PROBLEM STATEMENT — Report each line of the rows below that contains the word "beak", copying every such line in full.

==== THE INPUT ====

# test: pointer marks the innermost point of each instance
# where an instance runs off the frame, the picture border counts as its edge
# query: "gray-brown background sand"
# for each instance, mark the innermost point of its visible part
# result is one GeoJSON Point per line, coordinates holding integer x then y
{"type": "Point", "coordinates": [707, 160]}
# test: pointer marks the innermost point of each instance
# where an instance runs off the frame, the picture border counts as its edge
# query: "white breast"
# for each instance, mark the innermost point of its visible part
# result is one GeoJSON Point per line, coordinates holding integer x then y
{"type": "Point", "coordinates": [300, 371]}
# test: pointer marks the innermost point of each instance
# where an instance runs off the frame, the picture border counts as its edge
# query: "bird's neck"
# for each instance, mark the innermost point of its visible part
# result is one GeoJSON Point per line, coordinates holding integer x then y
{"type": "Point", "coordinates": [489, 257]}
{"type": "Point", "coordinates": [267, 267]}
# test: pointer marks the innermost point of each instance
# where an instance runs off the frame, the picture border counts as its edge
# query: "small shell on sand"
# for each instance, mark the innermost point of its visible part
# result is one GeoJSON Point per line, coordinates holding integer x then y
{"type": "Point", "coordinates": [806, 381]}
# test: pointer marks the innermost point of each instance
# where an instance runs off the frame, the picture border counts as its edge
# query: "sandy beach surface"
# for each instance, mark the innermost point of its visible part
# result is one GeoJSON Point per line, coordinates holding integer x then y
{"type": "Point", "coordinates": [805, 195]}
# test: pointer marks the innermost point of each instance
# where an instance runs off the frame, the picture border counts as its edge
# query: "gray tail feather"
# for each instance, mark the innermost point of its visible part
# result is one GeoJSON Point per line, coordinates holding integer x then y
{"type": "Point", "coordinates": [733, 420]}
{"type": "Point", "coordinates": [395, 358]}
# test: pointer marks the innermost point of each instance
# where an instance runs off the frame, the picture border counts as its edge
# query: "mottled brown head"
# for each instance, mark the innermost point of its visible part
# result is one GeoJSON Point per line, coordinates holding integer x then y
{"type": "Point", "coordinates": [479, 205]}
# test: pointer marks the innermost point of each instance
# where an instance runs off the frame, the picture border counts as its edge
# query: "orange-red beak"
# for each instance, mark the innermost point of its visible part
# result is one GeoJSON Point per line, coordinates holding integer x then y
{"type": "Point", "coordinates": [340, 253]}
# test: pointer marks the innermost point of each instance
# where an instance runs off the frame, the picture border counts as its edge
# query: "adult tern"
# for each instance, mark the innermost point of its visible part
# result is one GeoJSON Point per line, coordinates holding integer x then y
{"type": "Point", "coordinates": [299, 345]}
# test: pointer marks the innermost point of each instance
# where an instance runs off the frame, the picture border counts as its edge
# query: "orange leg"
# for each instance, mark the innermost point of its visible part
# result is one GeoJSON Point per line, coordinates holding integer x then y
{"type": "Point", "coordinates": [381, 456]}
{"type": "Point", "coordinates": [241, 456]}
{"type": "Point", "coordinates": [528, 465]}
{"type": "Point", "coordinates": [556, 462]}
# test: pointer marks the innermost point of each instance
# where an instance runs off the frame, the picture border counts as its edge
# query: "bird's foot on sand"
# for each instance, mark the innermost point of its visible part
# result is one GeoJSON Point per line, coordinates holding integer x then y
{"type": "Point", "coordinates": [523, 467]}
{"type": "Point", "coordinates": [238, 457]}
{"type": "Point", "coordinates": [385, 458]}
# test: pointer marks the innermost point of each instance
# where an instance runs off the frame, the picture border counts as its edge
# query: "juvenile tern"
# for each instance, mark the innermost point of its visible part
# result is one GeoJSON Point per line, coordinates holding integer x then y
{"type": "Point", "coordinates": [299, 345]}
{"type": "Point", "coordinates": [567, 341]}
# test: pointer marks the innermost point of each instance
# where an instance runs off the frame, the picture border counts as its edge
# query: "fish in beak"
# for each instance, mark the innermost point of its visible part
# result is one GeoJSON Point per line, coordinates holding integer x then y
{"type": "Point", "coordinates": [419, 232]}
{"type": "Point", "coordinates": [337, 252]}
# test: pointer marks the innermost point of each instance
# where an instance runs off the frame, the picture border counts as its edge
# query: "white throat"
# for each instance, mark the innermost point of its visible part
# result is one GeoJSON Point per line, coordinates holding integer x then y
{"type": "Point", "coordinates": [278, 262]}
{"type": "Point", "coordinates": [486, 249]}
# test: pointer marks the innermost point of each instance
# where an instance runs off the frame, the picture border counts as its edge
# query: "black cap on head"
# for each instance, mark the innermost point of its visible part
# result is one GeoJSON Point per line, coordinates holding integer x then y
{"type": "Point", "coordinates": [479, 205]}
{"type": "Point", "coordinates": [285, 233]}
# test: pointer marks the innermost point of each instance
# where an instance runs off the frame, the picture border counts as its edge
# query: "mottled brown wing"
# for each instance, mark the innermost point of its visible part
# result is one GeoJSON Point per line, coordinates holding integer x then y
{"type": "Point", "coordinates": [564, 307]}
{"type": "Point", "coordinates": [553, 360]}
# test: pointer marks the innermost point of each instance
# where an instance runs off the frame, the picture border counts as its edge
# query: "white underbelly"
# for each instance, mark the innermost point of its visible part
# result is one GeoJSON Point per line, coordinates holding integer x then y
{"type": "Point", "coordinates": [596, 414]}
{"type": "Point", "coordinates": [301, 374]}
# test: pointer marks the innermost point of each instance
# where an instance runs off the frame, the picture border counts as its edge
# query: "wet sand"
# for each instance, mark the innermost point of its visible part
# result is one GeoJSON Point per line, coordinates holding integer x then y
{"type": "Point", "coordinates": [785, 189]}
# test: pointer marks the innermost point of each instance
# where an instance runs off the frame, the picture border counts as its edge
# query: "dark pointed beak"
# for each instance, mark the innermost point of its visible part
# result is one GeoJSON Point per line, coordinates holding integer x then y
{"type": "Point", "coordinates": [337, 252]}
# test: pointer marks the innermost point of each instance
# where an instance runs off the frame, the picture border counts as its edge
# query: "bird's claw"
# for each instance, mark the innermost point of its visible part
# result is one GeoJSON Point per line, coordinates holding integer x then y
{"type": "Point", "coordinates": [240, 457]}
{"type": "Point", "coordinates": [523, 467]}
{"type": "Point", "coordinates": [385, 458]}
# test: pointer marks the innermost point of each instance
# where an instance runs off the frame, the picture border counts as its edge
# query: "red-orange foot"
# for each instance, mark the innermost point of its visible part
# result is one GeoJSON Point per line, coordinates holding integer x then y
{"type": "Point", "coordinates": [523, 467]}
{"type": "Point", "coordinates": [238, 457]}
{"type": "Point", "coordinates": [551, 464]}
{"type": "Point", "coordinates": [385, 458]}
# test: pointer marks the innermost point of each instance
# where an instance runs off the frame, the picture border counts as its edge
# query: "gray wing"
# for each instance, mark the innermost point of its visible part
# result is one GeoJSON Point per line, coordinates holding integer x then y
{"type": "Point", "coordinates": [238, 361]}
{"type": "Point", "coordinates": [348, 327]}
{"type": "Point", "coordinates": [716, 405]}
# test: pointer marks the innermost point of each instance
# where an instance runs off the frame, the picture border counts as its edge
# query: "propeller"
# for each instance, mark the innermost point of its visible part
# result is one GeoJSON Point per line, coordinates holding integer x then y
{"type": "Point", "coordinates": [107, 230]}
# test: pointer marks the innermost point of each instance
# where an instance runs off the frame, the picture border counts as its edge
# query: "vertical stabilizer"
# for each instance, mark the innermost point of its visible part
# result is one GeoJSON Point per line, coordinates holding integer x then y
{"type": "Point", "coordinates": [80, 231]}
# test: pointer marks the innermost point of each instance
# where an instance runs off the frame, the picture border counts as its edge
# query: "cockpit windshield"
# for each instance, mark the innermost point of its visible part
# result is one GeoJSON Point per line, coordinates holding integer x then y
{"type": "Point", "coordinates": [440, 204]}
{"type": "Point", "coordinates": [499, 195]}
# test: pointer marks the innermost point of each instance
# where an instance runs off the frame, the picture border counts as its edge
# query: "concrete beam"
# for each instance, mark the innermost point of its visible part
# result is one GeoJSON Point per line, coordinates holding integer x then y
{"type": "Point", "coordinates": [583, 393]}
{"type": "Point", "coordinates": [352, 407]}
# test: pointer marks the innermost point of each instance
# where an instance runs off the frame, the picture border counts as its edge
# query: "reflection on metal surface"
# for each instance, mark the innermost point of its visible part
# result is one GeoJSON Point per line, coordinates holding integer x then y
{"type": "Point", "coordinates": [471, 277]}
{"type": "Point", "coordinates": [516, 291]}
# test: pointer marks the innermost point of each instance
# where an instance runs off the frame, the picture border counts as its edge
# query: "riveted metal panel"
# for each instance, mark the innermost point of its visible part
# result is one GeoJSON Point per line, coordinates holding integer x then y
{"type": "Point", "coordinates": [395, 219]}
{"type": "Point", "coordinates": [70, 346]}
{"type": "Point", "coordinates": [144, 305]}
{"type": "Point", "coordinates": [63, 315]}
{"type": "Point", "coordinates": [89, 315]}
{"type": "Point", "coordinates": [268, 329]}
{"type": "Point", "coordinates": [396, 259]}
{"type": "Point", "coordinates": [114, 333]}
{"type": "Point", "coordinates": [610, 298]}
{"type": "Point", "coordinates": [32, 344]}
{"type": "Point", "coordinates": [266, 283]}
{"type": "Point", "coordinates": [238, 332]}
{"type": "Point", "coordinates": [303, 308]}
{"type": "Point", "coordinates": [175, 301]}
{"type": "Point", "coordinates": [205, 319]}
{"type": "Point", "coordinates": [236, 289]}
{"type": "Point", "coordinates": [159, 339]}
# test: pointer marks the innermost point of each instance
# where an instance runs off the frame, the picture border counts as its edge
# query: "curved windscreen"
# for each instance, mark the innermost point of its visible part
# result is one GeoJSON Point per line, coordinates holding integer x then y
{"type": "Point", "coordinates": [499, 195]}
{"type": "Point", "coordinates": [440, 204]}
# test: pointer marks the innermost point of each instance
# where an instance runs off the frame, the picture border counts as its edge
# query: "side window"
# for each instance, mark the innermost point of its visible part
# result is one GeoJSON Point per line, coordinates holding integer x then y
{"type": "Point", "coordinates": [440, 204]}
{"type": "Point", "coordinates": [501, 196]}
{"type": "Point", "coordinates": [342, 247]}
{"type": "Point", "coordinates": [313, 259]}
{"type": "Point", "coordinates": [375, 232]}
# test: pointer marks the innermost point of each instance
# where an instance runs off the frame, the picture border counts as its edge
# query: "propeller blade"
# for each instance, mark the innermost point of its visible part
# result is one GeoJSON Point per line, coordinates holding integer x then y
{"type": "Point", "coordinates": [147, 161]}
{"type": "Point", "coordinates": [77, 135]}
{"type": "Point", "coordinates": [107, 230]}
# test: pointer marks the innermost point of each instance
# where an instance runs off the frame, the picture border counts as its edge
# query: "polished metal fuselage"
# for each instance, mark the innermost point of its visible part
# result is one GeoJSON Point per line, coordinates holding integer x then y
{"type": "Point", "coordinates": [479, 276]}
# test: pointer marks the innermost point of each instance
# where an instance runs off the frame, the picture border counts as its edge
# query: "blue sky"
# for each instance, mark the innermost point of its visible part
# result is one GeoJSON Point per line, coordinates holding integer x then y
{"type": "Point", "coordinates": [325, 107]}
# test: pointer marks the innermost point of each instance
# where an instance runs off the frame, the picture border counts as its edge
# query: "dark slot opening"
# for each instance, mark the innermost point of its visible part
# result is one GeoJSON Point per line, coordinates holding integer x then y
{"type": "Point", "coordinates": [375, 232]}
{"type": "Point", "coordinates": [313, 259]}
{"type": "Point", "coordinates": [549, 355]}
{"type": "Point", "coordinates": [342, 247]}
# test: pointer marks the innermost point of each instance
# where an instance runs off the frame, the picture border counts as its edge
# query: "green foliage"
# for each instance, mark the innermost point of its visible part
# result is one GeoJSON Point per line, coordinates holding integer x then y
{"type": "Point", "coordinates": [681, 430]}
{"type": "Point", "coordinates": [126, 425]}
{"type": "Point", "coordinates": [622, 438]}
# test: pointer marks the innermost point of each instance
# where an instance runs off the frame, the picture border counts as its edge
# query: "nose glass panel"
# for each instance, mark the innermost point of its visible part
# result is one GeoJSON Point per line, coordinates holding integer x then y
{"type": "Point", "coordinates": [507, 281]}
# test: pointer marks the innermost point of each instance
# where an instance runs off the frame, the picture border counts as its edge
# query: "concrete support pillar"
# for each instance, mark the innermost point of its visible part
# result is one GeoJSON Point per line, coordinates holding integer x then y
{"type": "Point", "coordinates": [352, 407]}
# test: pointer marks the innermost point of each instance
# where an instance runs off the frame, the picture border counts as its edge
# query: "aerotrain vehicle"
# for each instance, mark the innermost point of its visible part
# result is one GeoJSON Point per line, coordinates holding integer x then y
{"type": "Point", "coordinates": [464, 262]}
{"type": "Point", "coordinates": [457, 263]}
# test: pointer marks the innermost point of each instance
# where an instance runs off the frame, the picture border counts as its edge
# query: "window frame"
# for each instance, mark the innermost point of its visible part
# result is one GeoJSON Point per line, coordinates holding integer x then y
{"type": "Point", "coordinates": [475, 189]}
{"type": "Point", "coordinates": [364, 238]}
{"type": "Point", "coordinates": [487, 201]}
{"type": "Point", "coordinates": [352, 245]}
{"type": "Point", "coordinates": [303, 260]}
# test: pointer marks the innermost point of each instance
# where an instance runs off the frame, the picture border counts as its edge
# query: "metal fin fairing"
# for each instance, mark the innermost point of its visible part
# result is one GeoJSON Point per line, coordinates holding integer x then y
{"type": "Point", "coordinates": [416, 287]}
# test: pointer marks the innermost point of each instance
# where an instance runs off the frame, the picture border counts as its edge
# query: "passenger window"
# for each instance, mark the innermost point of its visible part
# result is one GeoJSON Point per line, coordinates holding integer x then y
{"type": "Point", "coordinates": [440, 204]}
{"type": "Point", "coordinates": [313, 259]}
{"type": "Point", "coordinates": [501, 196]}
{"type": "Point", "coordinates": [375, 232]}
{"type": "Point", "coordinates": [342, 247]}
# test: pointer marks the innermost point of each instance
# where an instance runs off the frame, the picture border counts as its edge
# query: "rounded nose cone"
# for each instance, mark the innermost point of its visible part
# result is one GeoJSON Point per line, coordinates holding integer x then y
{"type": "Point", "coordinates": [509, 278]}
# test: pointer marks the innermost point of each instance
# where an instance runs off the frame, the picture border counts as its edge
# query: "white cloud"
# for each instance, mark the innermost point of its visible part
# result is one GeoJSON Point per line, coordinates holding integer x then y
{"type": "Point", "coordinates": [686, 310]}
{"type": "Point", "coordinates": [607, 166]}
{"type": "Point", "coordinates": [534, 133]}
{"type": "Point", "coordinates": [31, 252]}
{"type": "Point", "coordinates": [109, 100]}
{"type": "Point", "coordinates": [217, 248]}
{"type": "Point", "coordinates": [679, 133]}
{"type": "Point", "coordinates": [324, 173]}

====

FULL ANSWER —
# query: "orange-red beak"
# query: "fish in beak"
# query: "dark pointed beak"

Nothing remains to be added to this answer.